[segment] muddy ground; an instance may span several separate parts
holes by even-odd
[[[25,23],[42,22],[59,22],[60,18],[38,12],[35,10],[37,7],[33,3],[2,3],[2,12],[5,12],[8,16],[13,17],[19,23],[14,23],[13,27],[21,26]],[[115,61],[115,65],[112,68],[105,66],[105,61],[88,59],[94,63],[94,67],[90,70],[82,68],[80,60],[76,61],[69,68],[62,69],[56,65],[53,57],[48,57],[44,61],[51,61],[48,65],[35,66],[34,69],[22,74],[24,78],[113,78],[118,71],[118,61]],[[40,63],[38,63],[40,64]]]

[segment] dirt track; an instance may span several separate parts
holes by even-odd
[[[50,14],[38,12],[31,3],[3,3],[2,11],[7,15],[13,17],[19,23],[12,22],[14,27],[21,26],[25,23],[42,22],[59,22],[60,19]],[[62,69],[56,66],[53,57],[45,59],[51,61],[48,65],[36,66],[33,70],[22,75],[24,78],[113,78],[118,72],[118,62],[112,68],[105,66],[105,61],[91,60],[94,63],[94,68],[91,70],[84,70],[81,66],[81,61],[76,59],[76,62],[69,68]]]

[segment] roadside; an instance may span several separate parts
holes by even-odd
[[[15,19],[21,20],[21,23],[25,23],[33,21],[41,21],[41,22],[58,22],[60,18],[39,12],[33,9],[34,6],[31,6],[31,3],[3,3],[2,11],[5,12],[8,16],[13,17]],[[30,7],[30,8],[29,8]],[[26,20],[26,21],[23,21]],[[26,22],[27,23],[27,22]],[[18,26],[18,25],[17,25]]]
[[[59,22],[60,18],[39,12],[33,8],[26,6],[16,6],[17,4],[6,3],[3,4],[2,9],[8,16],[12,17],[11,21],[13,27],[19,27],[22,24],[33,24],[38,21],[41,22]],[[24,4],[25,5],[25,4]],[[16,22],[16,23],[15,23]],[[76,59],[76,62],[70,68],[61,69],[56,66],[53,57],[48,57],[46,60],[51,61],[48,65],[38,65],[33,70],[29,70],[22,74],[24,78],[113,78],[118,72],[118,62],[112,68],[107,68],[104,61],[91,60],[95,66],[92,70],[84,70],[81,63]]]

§

TASK REQUIREMENTS — Please determine how many lines in the entries contain the word "parts" and answer with the number alone.

WRITTEN ANSWER — 3